### Task description
Copy the records from their start through the line containing "column 926, row 273", both included, swapping "black cap" for "navy cap" wherever it occurs and leaving all else unchanged.
━━━━━━━━
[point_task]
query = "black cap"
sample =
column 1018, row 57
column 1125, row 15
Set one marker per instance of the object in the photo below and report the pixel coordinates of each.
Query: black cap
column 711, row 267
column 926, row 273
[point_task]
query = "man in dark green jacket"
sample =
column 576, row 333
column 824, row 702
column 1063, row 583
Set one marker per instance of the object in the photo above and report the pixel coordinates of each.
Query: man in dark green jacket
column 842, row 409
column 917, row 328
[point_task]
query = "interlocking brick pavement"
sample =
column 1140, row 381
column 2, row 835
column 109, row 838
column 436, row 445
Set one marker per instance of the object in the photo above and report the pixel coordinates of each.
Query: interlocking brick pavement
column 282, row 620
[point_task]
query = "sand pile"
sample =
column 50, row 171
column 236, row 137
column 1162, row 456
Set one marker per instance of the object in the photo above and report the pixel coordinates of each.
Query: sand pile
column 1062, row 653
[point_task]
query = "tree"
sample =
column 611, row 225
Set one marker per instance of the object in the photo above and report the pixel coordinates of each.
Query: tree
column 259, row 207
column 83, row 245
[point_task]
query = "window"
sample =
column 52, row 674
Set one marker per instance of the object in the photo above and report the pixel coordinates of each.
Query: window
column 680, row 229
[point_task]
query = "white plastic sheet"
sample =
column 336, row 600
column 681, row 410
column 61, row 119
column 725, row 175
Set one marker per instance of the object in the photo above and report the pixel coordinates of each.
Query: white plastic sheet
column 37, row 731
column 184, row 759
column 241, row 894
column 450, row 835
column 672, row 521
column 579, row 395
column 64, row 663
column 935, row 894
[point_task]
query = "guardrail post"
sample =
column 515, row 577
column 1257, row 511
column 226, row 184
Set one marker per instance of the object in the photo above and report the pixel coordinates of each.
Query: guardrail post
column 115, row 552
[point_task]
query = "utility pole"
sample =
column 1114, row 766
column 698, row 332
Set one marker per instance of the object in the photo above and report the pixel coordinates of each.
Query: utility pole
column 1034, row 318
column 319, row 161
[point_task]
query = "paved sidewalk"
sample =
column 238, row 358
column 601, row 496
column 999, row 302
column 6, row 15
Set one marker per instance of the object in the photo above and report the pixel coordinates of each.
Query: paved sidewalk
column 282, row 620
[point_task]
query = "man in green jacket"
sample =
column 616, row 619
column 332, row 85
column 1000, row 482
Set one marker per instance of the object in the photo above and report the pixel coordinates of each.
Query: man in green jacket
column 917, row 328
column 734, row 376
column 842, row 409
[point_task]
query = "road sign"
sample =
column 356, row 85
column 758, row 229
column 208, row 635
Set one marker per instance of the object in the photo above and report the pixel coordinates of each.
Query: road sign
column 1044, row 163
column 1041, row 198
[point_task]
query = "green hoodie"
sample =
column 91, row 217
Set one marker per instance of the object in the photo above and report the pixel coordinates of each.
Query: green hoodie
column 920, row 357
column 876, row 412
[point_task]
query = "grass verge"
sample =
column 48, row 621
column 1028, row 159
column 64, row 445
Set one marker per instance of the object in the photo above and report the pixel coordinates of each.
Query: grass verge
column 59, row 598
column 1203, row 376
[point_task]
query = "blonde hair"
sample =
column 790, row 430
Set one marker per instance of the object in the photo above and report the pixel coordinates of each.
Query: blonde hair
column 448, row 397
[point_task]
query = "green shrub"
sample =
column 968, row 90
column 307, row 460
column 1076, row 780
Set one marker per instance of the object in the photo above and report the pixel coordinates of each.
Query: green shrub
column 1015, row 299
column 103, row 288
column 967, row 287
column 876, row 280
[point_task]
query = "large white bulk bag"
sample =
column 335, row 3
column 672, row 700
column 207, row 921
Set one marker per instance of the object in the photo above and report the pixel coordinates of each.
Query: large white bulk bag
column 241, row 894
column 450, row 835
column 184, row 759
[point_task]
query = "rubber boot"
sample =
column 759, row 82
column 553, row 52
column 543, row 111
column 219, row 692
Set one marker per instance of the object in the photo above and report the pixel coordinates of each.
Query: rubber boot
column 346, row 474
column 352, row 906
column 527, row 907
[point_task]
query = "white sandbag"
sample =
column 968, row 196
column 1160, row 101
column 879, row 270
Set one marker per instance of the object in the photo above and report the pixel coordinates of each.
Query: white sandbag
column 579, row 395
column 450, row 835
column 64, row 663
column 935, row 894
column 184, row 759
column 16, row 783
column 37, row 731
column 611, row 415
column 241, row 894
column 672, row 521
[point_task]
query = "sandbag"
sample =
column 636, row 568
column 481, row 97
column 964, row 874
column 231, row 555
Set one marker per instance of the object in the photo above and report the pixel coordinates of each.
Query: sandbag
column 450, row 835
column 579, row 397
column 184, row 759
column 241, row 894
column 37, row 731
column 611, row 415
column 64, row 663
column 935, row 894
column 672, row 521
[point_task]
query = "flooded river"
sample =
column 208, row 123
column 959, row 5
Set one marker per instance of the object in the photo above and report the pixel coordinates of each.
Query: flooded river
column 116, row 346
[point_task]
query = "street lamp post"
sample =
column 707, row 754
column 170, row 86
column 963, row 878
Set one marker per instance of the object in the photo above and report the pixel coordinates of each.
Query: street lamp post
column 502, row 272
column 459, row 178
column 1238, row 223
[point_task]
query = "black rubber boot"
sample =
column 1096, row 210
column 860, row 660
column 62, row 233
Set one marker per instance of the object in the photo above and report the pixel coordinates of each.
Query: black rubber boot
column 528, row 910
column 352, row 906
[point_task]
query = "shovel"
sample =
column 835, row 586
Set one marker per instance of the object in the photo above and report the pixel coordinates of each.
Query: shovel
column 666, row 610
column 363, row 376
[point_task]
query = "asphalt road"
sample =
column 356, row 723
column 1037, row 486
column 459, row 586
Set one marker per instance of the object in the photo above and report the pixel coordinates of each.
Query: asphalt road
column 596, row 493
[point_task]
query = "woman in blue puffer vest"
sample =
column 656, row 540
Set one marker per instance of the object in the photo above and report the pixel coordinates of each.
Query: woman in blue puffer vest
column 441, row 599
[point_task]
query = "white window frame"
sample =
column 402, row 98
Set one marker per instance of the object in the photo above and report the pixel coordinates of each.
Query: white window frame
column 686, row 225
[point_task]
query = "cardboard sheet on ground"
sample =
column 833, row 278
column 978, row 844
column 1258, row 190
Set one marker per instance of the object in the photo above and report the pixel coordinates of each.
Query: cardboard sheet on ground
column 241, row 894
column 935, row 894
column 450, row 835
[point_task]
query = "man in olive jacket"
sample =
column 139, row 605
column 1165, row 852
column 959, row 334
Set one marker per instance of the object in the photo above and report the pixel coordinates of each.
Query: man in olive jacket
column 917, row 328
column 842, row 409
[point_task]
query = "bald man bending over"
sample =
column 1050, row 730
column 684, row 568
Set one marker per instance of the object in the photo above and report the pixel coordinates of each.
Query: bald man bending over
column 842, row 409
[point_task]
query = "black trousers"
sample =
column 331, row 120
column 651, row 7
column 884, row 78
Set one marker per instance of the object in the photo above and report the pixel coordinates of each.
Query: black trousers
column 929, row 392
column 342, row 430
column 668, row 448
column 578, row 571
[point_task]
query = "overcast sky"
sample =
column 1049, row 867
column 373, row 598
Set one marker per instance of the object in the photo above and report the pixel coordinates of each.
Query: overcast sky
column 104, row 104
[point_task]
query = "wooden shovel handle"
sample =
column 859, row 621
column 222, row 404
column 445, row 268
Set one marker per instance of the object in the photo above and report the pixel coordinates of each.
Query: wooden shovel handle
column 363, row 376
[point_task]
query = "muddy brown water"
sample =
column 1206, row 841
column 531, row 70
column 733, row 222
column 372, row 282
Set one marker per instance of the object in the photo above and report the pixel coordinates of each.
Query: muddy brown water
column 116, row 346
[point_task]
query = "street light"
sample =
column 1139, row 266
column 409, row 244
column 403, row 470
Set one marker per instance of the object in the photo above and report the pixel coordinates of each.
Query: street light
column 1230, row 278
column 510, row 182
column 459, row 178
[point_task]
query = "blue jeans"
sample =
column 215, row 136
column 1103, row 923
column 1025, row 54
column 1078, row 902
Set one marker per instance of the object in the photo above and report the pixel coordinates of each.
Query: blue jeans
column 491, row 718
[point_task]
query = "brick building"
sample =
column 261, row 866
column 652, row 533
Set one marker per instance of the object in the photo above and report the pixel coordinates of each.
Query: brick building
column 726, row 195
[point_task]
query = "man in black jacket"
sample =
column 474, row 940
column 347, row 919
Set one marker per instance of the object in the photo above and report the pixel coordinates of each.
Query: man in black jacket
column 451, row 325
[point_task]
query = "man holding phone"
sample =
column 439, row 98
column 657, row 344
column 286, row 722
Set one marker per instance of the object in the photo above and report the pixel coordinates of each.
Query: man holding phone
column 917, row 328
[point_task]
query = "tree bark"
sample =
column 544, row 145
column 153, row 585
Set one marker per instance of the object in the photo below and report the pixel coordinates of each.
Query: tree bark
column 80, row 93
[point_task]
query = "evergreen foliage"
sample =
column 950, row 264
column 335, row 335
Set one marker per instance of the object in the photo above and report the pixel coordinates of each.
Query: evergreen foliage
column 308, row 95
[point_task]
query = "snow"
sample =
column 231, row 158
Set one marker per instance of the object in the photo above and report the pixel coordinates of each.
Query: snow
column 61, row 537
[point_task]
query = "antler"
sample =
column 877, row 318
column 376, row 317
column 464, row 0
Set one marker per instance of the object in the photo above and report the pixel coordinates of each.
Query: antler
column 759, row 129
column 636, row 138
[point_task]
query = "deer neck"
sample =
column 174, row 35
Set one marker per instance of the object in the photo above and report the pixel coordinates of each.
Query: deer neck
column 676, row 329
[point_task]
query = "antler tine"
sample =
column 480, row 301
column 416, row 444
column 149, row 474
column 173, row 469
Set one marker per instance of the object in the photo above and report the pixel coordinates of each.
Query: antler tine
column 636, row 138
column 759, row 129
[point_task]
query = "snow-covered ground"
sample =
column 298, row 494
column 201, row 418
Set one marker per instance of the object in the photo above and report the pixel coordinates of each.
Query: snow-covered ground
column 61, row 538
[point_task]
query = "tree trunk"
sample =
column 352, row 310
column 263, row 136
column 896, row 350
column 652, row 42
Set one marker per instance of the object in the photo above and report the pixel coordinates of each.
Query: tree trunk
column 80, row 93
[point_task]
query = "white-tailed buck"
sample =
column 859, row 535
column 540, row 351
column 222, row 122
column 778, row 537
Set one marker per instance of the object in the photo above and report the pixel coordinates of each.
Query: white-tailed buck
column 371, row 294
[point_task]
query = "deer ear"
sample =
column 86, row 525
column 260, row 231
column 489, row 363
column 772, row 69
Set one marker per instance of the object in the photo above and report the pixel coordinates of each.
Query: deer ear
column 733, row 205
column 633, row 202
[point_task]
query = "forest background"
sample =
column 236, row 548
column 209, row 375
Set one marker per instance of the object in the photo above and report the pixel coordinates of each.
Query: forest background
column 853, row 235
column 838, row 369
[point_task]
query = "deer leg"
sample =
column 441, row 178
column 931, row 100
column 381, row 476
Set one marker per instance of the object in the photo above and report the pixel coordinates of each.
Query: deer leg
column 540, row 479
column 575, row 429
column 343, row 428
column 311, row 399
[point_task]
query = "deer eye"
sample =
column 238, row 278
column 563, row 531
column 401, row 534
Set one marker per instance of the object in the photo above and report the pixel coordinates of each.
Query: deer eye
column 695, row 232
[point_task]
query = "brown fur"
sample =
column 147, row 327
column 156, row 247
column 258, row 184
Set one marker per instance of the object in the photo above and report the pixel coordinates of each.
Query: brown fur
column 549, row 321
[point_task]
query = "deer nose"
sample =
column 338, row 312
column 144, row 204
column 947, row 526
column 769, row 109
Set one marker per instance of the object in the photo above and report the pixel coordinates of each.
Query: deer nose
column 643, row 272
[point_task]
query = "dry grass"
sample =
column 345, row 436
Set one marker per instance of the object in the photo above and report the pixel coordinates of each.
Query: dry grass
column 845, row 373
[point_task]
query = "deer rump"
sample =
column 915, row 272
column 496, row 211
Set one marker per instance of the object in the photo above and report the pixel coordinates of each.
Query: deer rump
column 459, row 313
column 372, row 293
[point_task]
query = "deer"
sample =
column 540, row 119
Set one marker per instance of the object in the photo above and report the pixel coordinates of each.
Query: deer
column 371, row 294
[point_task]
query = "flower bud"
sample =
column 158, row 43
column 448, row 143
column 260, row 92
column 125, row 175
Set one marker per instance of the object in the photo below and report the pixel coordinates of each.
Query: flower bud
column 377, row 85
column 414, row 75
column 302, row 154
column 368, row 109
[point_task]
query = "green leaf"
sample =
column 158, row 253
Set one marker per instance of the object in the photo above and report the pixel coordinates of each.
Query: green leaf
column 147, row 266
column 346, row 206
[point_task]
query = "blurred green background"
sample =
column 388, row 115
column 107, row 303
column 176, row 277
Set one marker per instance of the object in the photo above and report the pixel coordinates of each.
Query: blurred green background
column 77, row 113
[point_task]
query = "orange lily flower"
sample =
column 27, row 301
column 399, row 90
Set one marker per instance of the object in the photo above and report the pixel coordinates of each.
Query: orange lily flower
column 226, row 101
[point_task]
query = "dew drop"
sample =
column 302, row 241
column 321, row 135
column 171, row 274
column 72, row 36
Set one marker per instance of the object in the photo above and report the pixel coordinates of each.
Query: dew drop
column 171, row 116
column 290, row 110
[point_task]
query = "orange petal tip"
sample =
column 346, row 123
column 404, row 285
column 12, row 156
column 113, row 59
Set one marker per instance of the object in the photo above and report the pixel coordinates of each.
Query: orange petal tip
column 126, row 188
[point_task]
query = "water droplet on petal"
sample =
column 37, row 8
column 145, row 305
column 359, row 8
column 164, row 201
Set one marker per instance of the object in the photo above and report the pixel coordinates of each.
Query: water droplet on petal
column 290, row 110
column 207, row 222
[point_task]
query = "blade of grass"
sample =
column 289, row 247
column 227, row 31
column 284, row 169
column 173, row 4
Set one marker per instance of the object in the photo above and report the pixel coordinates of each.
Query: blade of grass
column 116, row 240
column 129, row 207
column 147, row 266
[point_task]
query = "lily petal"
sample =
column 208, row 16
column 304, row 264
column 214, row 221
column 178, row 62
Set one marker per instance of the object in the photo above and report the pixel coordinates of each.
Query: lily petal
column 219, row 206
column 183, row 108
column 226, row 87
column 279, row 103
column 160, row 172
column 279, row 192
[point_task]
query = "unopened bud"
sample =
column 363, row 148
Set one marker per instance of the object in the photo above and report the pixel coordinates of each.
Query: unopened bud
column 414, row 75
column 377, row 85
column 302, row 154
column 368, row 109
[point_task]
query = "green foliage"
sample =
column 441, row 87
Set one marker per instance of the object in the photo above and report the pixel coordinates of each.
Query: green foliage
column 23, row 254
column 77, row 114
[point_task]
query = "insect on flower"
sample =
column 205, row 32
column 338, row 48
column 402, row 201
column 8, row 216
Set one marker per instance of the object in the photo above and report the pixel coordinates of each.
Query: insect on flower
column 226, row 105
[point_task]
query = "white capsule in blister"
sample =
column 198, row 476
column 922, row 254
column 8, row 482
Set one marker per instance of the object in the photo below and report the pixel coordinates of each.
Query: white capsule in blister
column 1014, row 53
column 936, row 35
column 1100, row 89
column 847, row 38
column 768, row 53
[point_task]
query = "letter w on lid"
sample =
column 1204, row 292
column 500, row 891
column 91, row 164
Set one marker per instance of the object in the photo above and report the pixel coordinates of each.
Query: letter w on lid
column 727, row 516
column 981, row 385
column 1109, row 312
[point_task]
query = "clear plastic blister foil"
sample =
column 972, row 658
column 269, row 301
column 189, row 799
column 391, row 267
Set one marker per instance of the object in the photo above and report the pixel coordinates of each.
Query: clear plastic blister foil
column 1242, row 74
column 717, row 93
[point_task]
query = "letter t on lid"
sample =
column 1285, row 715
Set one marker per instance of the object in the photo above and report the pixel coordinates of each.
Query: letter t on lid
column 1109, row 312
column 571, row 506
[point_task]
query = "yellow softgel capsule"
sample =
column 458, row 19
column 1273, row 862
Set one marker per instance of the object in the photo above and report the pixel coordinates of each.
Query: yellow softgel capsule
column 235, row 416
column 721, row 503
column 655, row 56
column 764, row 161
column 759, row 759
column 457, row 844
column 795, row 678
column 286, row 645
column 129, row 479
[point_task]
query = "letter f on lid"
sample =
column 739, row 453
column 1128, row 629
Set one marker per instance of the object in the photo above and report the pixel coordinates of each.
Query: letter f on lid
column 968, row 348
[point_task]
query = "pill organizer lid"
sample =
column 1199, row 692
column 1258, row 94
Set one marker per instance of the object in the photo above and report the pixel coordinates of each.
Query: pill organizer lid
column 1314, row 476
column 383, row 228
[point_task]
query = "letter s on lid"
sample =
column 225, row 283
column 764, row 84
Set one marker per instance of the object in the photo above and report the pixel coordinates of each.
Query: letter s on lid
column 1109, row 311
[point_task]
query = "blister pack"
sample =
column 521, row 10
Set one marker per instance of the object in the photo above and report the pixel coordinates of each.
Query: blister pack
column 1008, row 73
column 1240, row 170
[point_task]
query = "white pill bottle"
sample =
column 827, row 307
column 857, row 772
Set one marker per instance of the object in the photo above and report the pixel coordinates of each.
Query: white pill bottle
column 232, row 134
━━━━━━━━
### Answer to this task
[point_task]
query = "navy cap"
sample =
column 1018, row 57
column 1125, row 15
Set one marker per instance of the object in the photo below and report the pixel coordinates of each.
Query: navy cap
column 711, row 267
column 926, row 273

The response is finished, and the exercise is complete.